§ Task instructions:
Copy verbatim the stretch of the records running from the line containing "Task: point: the small" through the end of the records.

** start of Available records **

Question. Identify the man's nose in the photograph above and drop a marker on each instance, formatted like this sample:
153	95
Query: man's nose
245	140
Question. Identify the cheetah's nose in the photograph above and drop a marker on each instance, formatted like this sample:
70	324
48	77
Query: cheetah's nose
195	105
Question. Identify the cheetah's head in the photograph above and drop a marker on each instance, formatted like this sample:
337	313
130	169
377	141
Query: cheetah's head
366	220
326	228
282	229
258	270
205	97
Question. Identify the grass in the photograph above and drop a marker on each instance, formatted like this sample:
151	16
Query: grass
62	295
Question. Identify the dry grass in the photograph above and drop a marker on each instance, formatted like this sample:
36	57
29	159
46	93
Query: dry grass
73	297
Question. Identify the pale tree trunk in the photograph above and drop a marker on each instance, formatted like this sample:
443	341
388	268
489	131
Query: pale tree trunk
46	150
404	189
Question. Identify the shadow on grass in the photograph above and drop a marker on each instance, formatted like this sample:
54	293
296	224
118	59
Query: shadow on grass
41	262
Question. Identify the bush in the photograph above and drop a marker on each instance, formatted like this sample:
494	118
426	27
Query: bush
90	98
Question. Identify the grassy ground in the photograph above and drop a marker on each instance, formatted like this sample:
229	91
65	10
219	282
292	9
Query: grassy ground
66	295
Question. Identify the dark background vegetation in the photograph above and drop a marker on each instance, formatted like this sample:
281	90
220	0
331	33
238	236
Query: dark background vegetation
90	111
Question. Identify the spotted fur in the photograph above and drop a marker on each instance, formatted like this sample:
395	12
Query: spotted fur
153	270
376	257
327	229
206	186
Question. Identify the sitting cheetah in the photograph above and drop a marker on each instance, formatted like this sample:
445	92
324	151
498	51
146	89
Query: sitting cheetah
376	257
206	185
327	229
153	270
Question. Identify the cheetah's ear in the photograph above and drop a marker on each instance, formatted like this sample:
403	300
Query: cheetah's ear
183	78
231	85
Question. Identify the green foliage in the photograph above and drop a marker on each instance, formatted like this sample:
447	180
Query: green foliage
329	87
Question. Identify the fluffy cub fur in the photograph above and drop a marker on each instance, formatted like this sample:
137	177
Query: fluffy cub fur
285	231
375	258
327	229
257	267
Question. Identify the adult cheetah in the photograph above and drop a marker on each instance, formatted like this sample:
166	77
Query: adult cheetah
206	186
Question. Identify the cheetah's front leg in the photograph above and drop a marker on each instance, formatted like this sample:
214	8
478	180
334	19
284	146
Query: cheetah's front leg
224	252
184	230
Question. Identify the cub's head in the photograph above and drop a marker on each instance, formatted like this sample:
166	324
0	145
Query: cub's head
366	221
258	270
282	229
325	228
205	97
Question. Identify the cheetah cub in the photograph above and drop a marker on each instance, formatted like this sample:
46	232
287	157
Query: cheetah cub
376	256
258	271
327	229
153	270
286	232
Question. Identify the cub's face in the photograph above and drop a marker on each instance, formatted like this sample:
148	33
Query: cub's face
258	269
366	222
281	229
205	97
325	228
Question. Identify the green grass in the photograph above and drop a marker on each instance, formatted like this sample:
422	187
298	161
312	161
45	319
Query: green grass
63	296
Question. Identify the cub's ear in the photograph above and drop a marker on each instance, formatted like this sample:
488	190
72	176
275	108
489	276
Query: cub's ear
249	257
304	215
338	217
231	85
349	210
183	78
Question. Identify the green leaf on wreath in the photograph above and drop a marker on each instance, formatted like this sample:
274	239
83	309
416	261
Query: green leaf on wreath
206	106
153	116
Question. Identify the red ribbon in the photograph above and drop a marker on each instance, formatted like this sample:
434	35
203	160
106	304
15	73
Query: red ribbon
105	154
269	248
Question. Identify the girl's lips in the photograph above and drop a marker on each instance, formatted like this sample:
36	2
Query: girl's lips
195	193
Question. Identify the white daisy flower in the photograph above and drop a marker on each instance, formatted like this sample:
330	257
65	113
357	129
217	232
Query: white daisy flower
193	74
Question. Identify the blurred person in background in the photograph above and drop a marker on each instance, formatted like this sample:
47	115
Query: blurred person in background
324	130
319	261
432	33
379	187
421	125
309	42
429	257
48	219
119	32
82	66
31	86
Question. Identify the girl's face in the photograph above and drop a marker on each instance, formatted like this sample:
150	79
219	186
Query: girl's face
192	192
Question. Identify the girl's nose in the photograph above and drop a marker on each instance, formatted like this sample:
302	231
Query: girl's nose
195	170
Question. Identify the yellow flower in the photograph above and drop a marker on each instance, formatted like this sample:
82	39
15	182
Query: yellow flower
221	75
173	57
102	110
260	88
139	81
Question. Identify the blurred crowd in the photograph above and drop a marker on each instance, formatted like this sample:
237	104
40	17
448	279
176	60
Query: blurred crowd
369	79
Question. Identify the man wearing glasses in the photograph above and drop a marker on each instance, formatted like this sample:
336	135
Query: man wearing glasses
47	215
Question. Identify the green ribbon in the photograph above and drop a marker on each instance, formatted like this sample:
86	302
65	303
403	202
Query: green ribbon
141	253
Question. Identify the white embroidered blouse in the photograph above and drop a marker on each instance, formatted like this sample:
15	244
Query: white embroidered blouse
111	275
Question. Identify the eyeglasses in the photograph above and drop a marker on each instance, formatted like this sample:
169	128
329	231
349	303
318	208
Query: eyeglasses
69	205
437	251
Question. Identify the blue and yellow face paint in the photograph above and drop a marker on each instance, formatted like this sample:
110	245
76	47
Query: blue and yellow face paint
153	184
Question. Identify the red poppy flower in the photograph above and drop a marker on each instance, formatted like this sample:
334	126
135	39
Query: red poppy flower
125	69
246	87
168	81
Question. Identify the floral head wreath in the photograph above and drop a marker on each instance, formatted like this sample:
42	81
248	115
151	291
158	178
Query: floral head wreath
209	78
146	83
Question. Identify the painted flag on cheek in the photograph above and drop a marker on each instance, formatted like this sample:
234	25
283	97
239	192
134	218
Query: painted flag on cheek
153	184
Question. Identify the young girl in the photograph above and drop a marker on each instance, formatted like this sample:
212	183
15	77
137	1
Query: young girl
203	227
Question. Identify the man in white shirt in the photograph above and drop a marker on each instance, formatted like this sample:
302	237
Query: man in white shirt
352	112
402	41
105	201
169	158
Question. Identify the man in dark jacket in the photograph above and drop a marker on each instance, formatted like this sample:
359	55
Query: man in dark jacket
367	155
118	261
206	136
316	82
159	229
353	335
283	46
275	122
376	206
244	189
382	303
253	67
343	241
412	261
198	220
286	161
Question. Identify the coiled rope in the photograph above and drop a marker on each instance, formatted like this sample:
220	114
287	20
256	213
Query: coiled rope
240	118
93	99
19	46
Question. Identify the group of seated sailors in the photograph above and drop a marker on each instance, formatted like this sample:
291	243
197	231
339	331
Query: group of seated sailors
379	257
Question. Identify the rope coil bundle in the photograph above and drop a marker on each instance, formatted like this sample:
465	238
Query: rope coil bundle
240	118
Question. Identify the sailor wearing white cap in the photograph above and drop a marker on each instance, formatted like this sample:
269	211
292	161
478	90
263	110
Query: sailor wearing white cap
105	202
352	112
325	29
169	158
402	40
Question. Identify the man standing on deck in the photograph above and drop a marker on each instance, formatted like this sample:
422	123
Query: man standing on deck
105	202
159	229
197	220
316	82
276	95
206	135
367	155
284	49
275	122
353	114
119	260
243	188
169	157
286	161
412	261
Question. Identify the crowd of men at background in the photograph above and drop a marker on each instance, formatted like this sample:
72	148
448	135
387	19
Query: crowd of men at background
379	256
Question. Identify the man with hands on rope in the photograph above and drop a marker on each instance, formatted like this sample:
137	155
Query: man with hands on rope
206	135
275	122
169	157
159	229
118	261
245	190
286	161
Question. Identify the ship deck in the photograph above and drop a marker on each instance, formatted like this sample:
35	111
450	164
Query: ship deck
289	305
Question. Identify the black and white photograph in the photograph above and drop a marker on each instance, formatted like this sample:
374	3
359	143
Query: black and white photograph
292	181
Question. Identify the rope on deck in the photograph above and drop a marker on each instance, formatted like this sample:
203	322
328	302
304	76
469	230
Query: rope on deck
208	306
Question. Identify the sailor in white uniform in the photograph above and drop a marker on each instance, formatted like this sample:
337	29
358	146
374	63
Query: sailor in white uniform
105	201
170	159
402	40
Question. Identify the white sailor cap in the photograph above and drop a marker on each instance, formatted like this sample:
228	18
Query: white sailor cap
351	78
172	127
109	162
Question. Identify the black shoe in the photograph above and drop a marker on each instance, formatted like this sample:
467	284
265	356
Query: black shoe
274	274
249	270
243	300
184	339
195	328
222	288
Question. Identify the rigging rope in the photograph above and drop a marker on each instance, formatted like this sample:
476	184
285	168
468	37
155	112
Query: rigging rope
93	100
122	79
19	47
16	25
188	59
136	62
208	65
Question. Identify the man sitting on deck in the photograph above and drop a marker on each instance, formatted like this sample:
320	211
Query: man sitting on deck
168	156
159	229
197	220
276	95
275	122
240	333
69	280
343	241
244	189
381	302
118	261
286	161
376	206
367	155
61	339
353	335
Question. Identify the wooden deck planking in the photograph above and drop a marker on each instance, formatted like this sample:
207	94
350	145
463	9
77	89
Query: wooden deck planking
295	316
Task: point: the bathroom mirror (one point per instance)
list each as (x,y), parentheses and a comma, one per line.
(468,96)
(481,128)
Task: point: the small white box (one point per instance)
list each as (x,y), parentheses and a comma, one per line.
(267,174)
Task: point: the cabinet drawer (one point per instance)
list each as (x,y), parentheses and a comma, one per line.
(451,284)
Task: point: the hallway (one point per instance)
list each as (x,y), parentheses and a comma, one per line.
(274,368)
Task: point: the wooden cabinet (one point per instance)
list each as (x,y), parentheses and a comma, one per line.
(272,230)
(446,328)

** end of Available records **

§ Complete output:
Task: point: the small white box (one point per instance)
list each as (x,y), parentheses and a comma, one per line.
(267,174)
Task: point: the cabinet drawer (one point per instance)
list each as (x,y), parentheses and a comma, one per line.
(451,284)
Task: point: the hallway (one point per instance)
list each as (x,y), parentheses and a comma, one per line.
(274,368)
Task: point: the wooden cabinet (one point per instance)
list each as (x,y), parentheses and a comma, one per line.
(272,230)
(446,328)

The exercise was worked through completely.